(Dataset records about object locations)

******

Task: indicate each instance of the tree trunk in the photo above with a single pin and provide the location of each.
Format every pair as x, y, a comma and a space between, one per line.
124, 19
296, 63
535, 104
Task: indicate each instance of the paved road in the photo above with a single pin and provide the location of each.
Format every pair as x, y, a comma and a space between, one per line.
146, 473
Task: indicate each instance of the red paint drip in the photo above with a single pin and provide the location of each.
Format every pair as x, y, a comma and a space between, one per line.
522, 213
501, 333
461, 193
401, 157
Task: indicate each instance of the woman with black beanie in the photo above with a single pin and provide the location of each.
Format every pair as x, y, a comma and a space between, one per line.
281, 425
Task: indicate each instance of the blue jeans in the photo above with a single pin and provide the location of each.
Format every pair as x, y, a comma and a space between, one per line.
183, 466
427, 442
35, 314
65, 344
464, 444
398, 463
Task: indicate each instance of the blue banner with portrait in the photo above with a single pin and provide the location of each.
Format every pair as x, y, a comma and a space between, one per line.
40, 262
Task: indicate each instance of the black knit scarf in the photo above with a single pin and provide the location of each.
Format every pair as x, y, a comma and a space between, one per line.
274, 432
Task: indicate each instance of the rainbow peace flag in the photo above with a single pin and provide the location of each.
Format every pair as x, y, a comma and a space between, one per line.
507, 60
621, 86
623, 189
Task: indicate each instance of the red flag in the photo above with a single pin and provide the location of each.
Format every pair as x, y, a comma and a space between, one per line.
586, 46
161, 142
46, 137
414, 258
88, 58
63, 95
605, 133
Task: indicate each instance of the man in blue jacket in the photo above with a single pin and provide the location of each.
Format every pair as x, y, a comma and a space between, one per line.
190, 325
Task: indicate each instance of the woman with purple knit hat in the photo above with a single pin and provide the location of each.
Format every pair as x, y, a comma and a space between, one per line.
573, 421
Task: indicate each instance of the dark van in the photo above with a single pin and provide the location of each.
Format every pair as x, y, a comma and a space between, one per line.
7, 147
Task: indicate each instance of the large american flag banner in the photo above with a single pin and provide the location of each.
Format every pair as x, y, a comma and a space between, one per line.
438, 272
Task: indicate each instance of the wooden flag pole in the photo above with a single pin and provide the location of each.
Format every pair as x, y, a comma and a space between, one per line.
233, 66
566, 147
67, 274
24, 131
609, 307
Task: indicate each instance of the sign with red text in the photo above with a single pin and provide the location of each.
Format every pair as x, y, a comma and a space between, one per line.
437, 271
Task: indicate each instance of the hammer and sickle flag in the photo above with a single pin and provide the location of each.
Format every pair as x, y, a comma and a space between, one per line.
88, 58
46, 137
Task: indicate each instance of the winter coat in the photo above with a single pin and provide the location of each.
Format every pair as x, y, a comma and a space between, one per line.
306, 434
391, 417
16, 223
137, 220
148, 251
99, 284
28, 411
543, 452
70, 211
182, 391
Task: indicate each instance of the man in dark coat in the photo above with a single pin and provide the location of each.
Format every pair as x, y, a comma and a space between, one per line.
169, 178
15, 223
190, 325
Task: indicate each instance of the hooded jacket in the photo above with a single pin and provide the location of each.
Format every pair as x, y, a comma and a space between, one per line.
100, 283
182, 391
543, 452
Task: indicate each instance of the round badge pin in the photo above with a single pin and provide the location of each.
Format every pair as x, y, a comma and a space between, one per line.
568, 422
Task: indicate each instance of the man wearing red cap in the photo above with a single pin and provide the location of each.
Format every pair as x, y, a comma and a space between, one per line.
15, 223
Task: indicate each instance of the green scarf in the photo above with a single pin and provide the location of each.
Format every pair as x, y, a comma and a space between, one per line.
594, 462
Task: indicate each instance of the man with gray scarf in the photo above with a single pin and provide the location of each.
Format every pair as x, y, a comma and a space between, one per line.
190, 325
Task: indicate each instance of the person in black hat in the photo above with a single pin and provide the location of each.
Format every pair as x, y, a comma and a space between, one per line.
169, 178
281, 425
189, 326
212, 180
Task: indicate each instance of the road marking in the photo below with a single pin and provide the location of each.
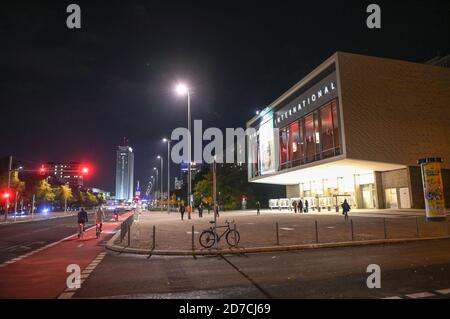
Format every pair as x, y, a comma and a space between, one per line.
4, 264
420, 295
443, 291
68, 293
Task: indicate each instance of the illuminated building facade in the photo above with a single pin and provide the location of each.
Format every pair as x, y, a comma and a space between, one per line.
354, 129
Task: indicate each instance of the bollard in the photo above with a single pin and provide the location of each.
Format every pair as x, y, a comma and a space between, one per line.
351, 227
129, 234
317, 232
417, 226
278, 237
154, 237
234, 228
193, 244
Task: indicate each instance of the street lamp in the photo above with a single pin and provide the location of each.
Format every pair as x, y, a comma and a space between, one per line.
182, 89
157, 175
162, 172
168, 173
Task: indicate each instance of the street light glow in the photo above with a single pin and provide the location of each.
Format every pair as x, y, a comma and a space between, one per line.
181, 89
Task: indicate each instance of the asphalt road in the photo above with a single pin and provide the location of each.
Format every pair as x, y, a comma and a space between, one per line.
416, 269
21, 238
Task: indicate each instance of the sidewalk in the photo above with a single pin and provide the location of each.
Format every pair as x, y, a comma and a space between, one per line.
172, 234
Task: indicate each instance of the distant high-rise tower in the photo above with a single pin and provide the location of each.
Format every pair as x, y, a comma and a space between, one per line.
124, 172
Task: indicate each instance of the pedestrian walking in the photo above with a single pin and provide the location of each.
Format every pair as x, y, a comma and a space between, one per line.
200, 210
345, 209
217, 210
182, 210
294, 205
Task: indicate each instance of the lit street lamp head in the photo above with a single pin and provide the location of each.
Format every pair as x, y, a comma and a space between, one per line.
181, 89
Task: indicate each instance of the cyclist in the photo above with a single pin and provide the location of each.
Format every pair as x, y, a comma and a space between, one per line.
99, 217
82, 220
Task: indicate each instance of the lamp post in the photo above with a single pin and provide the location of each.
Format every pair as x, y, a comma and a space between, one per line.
182, 89
168, 173
162, 188
156, 193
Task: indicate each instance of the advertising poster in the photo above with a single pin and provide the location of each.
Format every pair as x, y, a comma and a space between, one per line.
266, 148
433, 190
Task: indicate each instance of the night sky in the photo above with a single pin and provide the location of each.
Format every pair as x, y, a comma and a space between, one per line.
72, 95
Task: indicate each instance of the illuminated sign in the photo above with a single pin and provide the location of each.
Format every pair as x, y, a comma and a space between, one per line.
311, 99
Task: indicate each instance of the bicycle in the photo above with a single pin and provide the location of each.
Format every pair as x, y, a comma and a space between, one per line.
207, 237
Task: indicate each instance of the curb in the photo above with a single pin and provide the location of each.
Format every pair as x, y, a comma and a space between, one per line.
229, 251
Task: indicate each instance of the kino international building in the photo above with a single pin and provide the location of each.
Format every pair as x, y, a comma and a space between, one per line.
354, 128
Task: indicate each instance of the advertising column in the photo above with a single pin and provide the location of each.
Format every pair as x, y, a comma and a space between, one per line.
433, 188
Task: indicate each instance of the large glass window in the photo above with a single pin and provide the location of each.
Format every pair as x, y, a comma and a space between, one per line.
294, 142
327, 131
309, 138
284, 147
337, 144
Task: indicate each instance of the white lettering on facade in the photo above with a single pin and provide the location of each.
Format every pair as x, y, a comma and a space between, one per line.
312, 98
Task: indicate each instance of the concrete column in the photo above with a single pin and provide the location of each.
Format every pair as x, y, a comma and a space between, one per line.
379, 191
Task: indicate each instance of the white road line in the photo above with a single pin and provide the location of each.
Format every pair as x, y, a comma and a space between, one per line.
420, 295
69, 292
443, 291
4, 264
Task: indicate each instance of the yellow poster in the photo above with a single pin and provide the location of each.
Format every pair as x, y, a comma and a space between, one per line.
433, 190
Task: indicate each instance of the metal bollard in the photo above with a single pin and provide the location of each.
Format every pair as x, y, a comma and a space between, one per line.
417, 226
154, 237
234, 228
317, 232
351, 227
193, 244
278, 237
129, 235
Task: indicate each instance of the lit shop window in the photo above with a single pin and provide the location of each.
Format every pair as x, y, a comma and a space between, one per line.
313, 137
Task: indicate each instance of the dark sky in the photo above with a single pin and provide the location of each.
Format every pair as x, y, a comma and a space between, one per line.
74, 94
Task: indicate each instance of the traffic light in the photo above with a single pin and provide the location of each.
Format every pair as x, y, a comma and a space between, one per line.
42, 170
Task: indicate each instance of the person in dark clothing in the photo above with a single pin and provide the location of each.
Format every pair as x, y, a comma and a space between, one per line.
300, 206
294, 206
200, 210
82, 220
217, 210
182, 210
345, 209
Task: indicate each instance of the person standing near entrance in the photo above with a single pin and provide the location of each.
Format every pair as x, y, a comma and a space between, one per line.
294, 205
182, 210
345, 209
300, 206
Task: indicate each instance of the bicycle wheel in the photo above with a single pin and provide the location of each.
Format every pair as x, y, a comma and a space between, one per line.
207, 239
233, 238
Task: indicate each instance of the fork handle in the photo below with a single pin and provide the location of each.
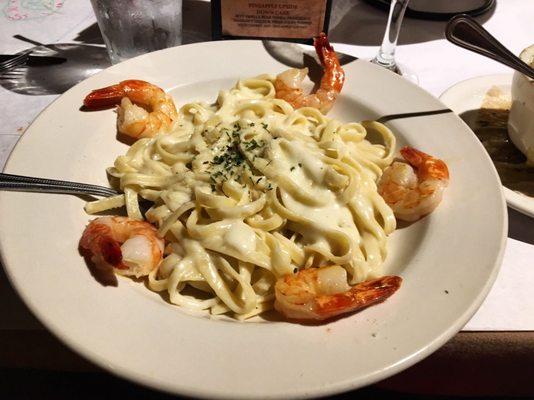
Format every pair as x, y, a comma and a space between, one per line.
33, 184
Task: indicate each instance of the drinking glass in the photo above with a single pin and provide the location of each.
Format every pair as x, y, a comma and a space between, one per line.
386, 53
134, 27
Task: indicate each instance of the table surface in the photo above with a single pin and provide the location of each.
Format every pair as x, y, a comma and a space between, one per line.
356, 28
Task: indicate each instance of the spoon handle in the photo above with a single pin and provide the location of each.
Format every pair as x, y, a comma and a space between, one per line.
465, 32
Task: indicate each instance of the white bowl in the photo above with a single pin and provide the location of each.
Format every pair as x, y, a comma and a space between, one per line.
521, 120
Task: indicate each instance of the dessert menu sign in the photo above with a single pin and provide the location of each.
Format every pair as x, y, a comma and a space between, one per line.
279, 18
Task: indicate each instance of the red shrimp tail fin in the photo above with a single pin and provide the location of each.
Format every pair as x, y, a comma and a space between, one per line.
104, 98
322, 47
361, 296
413, 156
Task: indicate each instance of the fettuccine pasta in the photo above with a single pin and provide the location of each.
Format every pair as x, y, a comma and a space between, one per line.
248, 190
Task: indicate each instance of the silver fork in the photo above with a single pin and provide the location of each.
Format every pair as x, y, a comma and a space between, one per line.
15, 62
43, 185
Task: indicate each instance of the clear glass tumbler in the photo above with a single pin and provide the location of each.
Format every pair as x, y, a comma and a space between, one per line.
134, 27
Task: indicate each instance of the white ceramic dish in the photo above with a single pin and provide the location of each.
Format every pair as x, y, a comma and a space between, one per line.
448, 260
468, 95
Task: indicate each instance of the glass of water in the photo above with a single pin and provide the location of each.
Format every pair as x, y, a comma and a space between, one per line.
386, 53
134, 27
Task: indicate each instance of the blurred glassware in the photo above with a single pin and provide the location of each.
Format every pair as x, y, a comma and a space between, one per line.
134, 27
386, 54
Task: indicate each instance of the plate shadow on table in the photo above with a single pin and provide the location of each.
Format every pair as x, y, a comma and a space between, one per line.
366, 25
520, 227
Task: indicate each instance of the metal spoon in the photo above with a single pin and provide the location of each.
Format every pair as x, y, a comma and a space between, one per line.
464, 31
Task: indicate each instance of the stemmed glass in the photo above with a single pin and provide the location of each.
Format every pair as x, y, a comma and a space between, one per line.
386, 54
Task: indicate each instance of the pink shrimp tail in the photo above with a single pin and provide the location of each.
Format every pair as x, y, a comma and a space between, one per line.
361, 296
334, 76
104, 98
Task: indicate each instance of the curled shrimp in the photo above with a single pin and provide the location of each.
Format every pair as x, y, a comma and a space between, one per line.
323, 293
127, 246
288, 83
144, 109
415, 189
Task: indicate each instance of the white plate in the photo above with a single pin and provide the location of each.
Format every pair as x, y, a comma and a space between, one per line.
468, 95
448, 260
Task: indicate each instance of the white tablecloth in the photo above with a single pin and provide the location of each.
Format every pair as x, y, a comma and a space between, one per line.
356, 28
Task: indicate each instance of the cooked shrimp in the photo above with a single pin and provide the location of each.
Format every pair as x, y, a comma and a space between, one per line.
413, 194
322, 293
128, 246
144, 109
287, 84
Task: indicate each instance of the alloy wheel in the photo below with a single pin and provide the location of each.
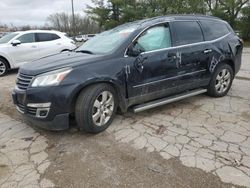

******

--- What is asked ---
From the lines above, report every one that contains the word "dark", copying each in full.

--- Written solution ---
Task: indicate each instance of the dark van in the photo above with a single pin and provide the location of each.
Task: indicate each instance of the man in dark coat in the photo above with a single pin and provide the location of each.
Task: indicate each instance of the dark sky in the photo above with a single pin and provide the location of each.
Task: indicate each instance of the person in dark clothing in the photo above with a single pin and provide the location of each.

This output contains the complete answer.